▸ **Task to complete**: Make an exact transcription of the data below.
[[ Data supplied open ]]
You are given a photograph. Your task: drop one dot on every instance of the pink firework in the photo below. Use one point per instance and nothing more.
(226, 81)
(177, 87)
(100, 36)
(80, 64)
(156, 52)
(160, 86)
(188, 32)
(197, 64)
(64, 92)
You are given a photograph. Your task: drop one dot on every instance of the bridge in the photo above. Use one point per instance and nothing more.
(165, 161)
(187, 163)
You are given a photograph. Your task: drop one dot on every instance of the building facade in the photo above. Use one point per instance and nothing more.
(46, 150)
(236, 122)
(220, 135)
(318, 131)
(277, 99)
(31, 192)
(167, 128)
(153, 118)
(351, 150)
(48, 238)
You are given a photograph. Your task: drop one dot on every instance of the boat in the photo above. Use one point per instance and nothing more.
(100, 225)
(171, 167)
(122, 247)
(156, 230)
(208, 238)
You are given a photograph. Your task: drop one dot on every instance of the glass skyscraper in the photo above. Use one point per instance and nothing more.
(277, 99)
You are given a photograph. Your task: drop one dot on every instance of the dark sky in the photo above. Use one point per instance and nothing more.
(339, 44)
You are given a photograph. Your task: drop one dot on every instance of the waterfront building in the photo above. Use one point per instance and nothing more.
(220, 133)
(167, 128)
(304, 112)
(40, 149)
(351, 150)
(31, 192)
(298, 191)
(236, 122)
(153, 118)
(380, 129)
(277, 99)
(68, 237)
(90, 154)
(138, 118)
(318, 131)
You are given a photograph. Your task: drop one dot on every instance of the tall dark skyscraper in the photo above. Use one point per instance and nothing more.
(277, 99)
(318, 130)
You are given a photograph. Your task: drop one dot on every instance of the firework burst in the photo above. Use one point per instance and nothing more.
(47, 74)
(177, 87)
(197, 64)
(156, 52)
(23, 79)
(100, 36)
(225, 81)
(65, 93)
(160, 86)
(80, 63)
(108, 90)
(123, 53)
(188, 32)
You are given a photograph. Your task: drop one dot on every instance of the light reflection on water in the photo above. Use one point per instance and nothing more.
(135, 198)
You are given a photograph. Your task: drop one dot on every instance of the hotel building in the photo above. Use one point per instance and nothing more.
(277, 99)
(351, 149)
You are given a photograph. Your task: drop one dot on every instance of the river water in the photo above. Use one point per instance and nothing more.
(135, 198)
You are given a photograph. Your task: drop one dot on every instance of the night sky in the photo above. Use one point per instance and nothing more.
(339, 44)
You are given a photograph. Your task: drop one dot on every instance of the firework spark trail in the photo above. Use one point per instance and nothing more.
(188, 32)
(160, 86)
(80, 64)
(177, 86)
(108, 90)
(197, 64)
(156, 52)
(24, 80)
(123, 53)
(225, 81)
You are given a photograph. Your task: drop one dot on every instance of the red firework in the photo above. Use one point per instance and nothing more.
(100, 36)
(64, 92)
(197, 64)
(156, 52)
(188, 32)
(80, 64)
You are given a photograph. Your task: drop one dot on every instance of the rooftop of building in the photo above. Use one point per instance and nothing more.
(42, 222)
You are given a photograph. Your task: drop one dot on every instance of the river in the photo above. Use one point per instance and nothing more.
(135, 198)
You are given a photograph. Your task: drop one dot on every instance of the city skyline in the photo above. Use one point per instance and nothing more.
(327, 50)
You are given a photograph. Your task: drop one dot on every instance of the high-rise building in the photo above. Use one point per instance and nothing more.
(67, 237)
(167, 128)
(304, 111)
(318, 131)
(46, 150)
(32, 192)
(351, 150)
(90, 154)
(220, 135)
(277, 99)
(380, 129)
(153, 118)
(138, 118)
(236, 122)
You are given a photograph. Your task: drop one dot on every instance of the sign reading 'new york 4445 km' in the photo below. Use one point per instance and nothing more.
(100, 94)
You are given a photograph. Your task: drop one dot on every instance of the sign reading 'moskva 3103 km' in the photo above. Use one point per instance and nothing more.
[[ Data supplied closed ]]
▸ **Reply to the task**:
You are given a photograph. Your task: drop one dot on every instance of the pink firework in the photo below. Use one point per instance and nothing more.
(226, 81)
(177, 87)
(100, 36)
(80, 64)
(156, 52)
(160, 86)
(188, 32)
(197, 64)
(64, 92)
You are given a photograph. Your task: drop one dot on every instance of the bridge in the photo above. Use one point per instance and nothing more.
(165, 161)
(187, 163)
You are given a photograph. Your task: drop one dot on every instance of the building facade in the photo above. Use one point per instance and nothing more.
(46, 150)
(236, 122)
(220, 135)
(318, 131)
(277, 99)
(31, 192)
(167, 128)
(153, 118)
(351, 150)
(48, 238)
You are given a photograph. Your task: drop one dot on every instance of the boat in the photo above. Use one point per instance and nothing more.
(100, 225)
(171, 167)
(122, 247)
(156, 230)
(208, 238)
You are given a photograph. Your task: drop one dot on every instance of the glass skyscraper in the photo above. Use one point per instance and nothing more.
(277, 99)
You are given a photograph. Your task: drop one dot on every instance of the dark sky in the photo above. Use one point per instance and nothing more.
(339, 44)
You are given a photograph. Your task: drop one dot on every instance of the waterfront building in the photo above. Use one point per instance and nothing more.
(220, 133)
(167, 128)
(304, 112)
(40, 149)
(351, 150)
(31, 192)
(298, 191)
(236, 122)
(153, 118)
(380, 129)
(277, 99)
(68, 237)
(90, 154)
(138, 118)
(318, 131)
You are given a photograph. Your task: drop one dot on every instance of the tall dark skyscraper in the photo above. Use one point per instance and nothing more.
(277, 99)
(318, 130)
You are given a photograph. Your task: drop one dot on every instance of the firework burst in the photo above. Use one point per instance and nothing more.
(47, 74)
(177, 87)
(197, 64)
(156, 52)
(23, 79)
(100, 36)
(225, 81)
(65, 93)
(160, 86)
(80, 63)
(108, 90)
(123, 53)
(188, 32)
You are given a photograph. Your task: drop one dot on every instance of the light reflection on water in the photo above. Use one point per instance and nothing more.
(135, 198)
You are given a photograph. Your task: drop one dot on every instance of the hotel building in the photo above. Use one point per instance and nothing more.
(277, 99)
(351, 149)
You are given a photograph. Your task: drop one dot on every instance of the river water in the photo above. Use one point per instance and nothing more.
(135, 198)
You are given a photograph. Your task: drop one dot on every instance of the night sky in the photo above. Use one point per instance and nothing more.
(339, 44)
You are given a photograph. Your task: drop one dot on every instance of the firework spark trail in the photo above. Use one point per instance and nothing more.
(188, 32)
(160, 86)
(80, 64)
(177, 86)
(108, 90)
(197, 64)
(156, 52)
(24, 80)
(123, 53)
(225, 81)
You are given a photograph. Your task: drop one dot on every instance of the red firework in the photo above. Use one point per instance and nothing more.
(100, 36)
(64, 92)
(197, 64)
(156, 52)
(188, 32)
(80, 64)
You are given a photograph. Your task: drop one dot on every instance of the rooftop of building in the photo above. Use one point per instance and nothing more.
(42, 222)
You are given a photograph. Your task: drop one dot on every instance of the river in the photo above. Use one point per instance and nothing more.
(135, 198)
You are given a photograph. Your task: drop one dot on every instance of the city skyline in the photo above. Use one point per instance and nothing more.
(327, 50)
You are given a photograph. Your task: drop one dot on every instance of the high-rise building in the photo above. Use one point per instance and nothing more.
(67, 237)
(167, 128)
(304, 111)
(318, 131)
(46, 150)
(32, 192)
(351, 150)
(90, 154)
(220, 135)
(277, 99)
(380, 129)
(153, 118)
(138, 118)
(236, 122)
You are given a photograph. Your task: drop one dot on every instance of the sign reading 'new york 4445 km' in the photo below. Use one point per instance and nothing more.
(100, 94)
You are given a photograph. Your task: drop one dot on every instance of the sign reading 'moskva 3103 km' in the photo above. Use one point per instance and nothing more.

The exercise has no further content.